**Exercise description**
Update the part of the records that opens with the line containing "Query: brown fuzzy kiwi skin" and closes at the end of the records by putting "white plate" in place of "black plate" and keeping everything else unchanged. Give back only that part.

** begin Given data **

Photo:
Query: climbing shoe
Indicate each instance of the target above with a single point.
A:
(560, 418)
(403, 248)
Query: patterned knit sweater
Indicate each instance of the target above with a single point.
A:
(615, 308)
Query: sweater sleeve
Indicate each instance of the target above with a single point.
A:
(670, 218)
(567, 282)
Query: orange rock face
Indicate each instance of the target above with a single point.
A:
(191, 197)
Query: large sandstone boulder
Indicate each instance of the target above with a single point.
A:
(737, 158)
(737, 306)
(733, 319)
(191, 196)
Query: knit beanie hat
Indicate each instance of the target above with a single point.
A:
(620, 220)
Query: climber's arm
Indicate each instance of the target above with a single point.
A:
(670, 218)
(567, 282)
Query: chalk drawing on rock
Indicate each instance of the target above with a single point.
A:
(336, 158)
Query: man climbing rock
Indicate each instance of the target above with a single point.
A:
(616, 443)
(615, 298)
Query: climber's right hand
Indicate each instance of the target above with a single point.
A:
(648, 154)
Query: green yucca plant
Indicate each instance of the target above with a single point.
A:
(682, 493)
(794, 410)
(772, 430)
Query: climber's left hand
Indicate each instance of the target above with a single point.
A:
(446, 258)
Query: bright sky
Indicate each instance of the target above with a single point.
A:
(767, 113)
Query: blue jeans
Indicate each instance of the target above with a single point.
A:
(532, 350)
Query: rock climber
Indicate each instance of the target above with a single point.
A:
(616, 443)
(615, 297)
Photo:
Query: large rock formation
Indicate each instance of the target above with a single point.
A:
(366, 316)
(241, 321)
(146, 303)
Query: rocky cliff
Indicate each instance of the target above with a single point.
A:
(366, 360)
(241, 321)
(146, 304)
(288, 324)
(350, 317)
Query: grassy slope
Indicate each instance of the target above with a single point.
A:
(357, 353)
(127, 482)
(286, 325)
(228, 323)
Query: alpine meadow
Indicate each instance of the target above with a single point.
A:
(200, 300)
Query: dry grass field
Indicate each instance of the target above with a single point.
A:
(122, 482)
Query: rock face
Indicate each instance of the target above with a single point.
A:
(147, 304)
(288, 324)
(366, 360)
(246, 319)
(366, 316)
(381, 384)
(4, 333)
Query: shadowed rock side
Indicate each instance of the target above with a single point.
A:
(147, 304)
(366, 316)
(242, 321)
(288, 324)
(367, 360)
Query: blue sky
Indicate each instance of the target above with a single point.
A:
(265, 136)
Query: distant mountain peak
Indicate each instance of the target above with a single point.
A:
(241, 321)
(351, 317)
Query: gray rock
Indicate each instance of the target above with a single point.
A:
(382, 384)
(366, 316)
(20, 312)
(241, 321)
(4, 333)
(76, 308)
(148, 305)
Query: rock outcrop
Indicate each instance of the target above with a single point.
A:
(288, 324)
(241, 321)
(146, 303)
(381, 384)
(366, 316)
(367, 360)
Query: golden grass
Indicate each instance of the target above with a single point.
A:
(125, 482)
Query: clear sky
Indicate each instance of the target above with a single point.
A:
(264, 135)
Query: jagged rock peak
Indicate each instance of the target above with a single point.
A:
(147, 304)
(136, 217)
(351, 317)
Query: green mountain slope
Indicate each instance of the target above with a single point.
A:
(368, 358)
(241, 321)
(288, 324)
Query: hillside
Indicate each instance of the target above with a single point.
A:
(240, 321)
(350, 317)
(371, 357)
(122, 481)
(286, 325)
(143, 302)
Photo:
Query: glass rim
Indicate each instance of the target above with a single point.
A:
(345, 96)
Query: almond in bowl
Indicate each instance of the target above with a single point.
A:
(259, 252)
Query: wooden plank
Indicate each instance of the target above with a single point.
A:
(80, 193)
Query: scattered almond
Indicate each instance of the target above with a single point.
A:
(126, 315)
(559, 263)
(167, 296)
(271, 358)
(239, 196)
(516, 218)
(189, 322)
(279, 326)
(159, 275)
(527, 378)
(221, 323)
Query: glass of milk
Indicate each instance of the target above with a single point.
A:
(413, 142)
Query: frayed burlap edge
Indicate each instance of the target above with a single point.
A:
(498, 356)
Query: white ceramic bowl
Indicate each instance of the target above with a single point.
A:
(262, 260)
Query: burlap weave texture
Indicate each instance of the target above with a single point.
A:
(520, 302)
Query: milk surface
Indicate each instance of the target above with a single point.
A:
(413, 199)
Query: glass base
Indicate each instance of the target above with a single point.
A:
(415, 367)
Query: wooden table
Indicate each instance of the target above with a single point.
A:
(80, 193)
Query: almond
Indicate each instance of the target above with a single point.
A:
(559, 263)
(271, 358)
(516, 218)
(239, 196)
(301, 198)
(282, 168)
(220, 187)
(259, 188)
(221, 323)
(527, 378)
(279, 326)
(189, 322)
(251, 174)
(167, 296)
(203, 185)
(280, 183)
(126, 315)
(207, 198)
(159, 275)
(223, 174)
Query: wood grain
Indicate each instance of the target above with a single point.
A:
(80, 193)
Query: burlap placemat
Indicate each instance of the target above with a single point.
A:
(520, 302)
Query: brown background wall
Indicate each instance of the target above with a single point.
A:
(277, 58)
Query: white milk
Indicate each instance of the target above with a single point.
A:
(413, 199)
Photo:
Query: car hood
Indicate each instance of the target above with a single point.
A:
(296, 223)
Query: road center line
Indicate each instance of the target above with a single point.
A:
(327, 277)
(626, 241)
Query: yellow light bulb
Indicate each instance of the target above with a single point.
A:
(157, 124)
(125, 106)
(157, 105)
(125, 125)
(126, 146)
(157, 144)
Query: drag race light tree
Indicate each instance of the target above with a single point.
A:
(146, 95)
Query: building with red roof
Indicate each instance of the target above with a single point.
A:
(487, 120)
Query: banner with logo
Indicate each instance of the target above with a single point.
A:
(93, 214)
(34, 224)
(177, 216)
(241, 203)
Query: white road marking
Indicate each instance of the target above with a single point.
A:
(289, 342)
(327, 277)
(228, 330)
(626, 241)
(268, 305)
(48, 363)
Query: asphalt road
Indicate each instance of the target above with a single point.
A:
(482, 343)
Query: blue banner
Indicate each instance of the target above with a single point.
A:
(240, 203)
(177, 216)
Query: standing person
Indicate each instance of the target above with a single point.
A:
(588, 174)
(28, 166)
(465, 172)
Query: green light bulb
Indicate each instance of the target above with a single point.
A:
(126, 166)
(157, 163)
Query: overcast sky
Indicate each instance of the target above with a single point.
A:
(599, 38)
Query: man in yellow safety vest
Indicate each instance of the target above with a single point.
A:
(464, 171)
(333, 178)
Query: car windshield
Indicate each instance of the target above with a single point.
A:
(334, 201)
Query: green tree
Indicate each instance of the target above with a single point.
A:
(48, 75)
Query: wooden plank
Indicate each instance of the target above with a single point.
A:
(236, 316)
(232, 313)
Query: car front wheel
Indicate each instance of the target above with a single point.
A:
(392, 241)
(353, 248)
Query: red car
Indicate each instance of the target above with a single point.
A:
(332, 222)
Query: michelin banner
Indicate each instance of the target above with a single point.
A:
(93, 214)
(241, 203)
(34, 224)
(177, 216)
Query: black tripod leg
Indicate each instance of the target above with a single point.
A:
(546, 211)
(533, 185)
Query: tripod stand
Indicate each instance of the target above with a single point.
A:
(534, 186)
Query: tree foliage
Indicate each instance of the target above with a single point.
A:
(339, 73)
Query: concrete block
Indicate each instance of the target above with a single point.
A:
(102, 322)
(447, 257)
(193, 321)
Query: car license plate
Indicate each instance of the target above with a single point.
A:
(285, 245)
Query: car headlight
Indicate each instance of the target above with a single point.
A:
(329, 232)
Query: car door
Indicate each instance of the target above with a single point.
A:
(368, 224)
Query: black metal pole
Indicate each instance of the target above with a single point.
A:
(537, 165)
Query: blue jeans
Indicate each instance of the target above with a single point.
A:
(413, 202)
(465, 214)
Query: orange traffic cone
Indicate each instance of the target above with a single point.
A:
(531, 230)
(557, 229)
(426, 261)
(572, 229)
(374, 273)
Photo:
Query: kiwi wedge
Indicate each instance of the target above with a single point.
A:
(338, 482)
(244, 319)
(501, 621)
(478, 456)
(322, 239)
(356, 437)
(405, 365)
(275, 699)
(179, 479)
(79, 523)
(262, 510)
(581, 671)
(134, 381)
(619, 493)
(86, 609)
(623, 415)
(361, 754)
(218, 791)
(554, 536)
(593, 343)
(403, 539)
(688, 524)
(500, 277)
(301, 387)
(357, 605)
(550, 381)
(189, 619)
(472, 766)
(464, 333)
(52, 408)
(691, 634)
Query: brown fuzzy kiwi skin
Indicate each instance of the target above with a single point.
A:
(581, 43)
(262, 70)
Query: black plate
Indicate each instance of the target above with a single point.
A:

** end Given data **

**The solution**
Query: brown fuzzy kiwi skin
Indicate each instance of the target above with a single point.
A:
(581, 43)
(262, 70)
Query: white plate
Indicate each instance of the target above with a single point.
A:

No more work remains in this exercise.